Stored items

+ + + + + + +

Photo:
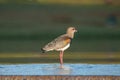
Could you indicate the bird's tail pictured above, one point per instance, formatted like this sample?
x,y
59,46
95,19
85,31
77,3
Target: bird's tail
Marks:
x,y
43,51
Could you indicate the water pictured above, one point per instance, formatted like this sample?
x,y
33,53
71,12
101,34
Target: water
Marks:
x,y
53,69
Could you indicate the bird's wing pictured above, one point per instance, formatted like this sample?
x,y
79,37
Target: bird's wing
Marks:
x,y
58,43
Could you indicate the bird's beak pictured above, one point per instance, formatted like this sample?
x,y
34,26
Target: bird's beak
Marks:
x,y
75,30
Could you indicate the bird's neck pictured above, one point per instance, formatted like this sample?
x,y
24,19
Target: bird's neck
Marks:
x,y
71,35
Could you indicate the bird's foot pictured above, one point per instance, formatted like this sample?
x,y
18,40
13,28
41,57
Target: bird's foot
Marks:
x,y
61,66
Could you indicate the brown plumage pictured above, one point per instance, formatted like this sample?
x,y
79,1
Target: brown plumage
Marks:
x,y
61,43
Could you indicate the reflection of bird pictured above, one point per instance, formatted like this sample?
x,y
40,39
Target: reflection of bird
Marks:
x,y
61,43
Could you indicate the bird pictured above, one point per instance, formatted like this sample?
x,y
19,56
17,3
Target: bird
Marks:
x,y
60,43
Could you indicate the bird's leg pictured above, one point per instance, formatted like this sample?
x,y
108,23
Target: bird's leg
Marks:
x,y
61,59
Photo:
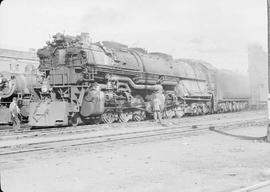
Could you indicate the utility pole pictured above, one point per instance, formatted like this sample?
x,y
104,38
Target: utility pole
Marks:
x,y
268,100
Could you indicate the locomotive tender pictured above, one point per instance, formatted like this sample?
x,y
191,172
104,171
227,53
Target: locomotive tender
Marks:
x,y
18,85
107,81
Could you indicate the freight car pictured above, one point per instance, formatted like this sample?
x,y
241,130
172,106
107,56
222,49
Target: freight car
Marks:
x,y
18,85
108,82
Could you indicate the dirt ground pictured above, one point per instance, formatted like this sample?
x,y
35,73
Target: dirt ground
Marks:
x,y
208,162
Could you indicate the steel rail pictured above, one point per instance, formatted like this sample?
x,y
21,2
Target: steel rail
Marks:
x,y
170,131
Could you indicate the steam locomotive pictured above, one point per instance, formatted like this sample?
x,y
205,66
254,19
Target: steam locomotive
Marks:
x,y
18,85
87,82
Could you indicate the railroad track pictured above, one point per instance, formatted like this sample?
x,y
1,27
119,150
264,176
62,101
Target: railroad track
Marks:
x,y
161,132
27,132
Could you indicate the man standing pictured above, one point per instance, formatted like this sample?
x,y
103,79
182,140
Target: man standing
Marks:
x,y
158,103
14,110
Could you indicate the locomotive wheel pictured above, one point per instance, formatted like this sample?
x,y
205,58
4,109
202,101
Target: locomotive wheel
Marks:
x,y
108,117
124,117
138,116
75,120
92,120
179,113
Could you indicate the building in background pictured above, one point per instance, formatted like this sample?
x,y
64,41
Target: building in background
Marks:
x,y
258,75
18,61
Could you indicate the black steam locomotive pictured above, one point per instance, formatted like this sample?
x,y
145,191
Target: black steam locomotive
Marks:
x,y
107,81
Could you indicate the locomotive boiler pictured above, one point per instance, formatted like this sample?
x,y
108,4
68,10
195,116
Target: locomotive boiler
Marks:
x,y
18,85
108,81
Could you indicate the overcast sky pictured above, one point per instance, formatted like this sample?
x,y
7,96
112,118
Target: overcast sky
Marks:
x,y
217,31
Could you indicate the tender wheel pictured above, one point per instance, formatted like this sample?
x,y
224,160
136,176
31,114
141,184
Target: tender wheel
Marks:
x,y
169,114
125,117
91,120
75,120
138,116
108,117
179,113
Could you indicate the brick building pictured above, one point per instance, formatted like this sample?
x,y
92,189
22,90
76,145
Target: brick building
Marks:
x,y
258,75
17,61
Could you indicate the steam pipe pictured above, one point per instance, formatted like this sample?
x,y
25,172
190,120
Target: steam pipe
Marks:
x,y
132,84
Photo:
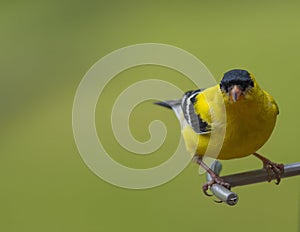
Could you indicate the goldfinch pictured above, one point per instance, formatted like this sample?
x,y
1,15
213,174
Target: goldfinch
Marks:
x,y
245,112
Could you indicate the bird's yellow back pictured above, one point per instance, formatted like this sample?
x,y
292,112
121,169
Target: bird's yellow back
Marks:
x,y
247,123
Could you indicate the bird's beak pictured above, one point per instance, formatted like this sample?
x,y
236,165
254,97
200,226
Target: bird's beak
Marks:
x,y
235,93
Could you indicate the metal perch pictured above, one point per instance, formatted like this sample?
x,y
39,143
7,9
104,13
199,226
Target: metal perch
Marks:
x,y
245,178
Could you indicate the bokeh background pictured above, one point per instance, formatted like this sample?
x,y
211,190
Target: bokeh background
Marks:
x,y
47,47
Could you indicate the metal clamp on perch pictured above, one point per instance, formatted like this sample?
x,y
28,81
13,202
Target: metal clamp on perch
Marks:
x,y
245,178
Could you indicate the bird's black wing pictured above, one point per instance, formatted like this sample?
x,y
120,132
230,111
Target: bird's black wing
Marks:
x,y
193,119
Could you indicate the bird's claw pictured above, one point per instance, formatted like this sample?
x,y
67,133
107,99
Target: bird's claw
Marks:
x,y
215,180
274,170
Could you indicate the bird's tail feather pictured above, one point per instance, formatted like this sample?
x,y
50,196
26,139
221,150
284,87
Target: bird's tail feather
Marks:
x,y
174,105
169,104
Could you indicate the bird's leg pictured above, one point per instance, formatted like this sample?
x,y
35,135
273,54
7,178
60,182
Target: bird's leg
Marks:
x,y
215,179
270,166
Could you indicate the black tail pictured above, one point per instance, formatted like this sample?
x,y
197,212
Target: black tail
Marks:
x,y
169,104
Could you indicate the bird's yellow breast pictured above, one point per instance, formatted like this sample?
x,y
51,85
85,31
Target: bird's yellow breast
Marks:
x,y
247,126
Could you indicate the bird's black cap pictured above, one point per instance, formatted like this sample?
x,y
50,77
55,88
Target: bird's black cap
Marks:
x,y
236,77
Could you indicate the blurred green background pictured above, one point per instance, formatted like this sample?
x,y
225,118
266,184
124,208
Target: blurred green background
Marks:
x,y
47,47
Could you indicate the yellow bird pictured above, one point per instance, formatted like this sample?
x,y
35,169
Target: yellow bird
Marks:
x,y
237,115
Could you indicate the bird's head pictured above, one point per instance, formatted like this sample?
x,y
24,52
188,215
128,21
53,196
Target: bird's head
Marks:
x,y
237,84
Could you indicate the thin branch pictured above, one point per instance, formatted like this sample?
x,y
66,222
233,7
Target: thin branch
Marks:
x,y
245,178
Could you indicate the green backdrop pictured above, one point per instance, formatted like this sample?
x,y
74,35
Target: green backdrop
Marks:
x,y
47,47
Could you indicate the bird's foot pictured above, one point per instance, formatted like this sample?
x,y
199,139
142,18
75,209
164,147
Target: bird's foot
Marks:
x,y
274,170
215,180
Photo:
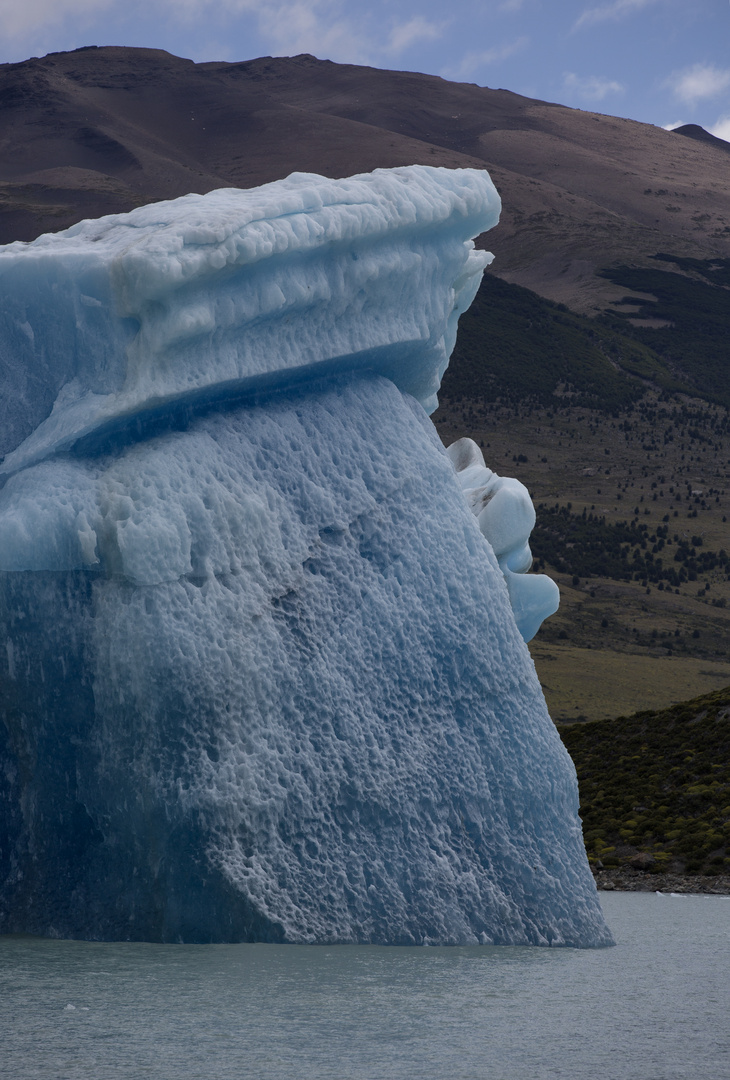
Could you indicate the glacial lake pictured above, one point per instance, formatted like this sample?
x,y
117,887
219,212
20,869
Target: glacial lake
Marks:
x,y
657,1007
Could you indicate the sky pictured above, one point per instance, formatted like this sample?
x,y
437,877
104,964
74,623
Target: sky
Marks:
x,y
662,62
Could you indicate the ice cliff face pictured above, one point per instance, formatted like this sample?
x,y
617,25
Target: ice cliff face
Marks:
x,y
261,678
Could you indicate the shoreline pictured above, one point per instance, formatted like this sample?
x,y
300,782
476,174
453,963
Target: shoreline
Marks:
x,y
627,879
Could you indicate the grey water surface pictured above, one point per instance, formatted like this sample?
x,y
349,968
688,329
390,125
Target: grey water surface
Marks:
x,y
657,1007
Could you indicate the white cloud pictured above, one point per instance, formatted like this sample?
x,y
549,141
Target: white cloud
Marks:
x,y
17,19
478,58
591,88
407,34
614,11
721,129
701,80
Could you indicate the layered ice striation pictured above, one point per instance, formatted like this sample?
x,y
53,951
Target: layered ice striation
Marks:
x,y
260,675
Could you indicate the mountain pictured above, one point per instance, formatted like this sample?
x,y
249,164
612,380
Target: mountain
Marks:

+ + + + + + +

» About this task
The answer must consist of each line from the data that includes the string "building".

» Reply to the task
Could you indicate the building in background pictured above, one point per instance, formatted like this sample?
Target: building in background
Could you indicate the brick building pictured above, one point per instance, formatted like this sample?
Target: brick building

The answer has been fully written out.